- REQUEST A -
Render the records as a numbered list, one item per line and blank lines omitted, starting at the first line of the records and ending with the line that contains "[[208, 515]]", both included.

String Tensors#
OpenVINO tensors can hold not only numerical data, like floating-point or integer numbers, but also textual information, represented as one or multiple strings. Such a tensor is called a string tensor and can be passed as input or retrieved as output of a text-processing model, such as tokenizers and detokenizers.
While this section describes basic API to handle string tensors, more practical examples that leverage both string tensors and OpenVINO tokenizer can be found in GenAI Samples.
Representation#
String tensors are supported in C++ and Python APIs, represented as instances of the ov::Tensor
class with the element_type
parameter equal to ov::element::string
. Each element of a string tensor is a string
of arbitrary length, including an empty string, and can be set independently of other elements in the same tensor.
Depending on the API used (C++ or Python), the underlying data type that represents the string when accessing the tensor elements is different:
in C++, std::string is used
in Python,
numpy.str_
/numpy.bytes_
populated Numpy arrays are used, as a read-only copy of the underlying C++ content
String tensor implementation doesn’t imply any limitations on string encoding, as underlying std::string
doesn’t have such limitations.
It is capable of representing all valid UTF-8 characters but also any other byte sequence outside of the UTF-8 encoding standard.
Users should pay extra attention when handling arbitrary byte sequences when accessing tensor content as encoded UTF-8 symbols.
As the string representation is more sophisticated in contrast to for example float
or int
data type,
the underlying memory that is used for string tensor representation cannot be handled without properly constructing and destroying string objects.
Also, in contrast to numerical data, C++ and Python do not share the same memory layout, so there is no immediate
sharing of tensor content between the two APIs. Python provides only a numpy-compatible view of the data
allocated and held in C++ core as an array of the std::string
objects.
A developer must consider these restrictions when writing code using string tensors and avoid treating the content as raw bytes or as a view of data in Python.

- RECORDS TO USE -
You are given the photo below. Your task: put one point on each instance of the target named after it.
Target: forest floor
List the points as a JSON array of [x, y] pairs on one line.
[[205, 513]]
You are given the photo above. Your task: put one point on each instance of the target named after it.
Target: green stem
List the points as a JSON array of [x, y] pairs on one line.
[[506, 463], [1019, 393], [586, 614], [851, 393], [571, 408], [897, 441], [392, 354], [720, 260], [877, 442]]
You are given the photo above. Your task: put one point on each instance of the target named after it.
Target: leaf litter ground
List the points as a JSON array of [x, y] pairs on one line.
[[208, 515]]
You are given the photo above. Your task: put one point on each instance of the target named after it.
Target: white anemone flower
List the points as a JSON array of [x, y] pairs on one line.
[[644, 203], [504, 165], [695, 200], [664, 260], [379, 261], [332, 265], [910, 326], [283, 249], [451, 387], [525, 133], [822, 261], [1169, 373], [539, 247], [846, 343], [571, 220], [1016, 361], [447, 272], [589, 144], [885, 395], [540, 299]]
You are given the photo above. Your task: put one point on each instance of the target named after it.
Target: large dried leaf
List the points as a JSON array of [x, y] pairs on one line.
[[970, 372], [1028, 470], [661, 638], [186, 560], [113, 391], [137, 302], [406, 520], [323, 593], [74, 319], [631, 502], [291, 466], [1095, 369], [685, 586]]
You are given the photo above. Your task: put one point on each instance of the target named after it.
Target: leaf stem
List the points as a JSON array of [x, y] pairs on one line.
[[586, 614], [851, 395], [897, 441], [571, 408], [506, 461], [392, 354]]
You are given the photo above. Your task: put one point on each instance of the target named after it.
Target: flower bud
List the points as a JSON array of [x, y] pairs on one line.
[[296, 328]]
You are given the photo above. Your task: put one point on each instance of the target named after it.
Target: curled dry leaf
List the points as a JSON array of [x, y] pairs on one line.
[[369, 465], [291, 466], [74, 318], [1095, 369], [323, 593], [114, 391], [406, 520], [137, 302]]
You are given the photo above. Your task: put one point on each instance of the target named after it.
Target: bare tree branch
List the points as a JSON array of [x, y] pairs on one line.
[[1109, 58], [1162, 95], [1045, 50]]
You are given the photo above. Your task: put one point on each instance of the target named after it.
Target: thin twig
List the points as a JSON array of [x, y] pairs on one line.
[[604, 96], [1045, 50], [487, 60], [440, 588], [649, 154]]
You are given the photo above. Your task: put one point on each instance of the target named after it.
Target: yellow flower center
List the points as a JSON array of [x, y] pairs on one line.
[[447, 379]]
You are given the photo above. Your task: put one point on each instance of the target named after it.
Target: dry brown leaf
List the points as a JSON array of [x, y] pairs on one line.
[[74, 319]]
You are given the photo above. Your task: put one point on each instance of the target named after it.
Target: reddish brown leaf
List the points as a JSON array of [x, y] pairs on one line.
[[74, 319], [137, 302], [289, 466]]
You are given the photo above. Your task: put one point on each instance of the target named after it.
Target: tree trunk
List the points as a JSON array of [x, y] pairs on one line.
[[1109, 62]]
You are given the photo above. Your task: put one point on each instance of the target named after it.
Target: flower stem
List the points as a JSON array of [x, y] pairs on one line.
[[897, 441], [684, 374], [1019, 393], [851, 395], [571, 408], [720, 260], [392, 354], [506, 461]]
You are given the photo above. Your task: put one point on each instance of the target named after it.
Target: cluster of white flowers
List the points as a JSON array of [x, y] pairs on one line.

- REQUEST B -
According to the page on string tensors, what value must the element_type parameter of an ov::Tensor have for the tensor to be a string tensor?

- FINAL ANSWER A -
1. You are given the photo below. Your task: put one point on each instance of the target named after it.
2. Target: forest floor
3. List the points as a JSON array of [x, y] pairs on one line.
4. [[205, 513]]
5. You are given the photo above. Your task: put one point on each instance of the target named after it.
6. Target: green stem
7. List the points as a JSON array of [x, y] pairs on one line.
8. [[506, 463], [1019, 393], [586, 614], [851, 393], [571, 408], [897, 441], [392, 354], [720, 260], [877, 442]]
9. You are given the photo above. Your task: put one point on each instance of the target named after it.
10. Target: leaf litter ground
11. List the points as a JSON array of [x, y] pairs on one line.
12. [[208, 515]]

- FINAL ANSWER B -
ov::element::string